* **SET TASK**
Decide whether each statement agrees with the casting comment, answering yes or no and quoting the deciding words: (a) in the first test case, no common type between string and double could be found; (b) the writer suggests handling the problem at compile time; (c) the first test was changed to use a string literal in place of an int literal.

* begin SOURCE EXTRACT *

Had started to look at this. A few observations :

1) Apart from handling of cast string to double/float, there seem to be another 
discrepancy with type promotion. 
     In the first test case, while handling the inline table, we can't find a 
common type between string and double.
     Not sure if we want to do anything about it ?
 2) Seems like, we need to modify the casting code to handle this i.e handle 
this at the runtime.
     Made a trial at  
[here|https://github.com/dilipbiswal/spark/pull/new/double_infinity]
     (Note: I have tweaked the first test to use int literal as opposed to 
string literal to bypass (1)

Not sure what the direction we would like to take.. Just wanted to share my 
findings.

* end SOURCE EXTRACT *
* begin RECORDED INFORMATION *

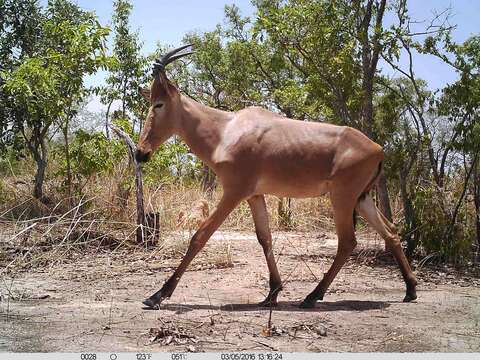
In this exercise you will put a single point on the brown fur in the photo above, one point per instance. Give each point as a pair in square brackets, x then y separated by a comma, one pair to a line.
[255, 152]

* end RECORDED INFORMATION *

* **SOLUTION**
(a) Yes: "we can't find a common type between string and double."
(b) No: "handle this at the runtime."
(c) No: "use int literal as opposed to string literal"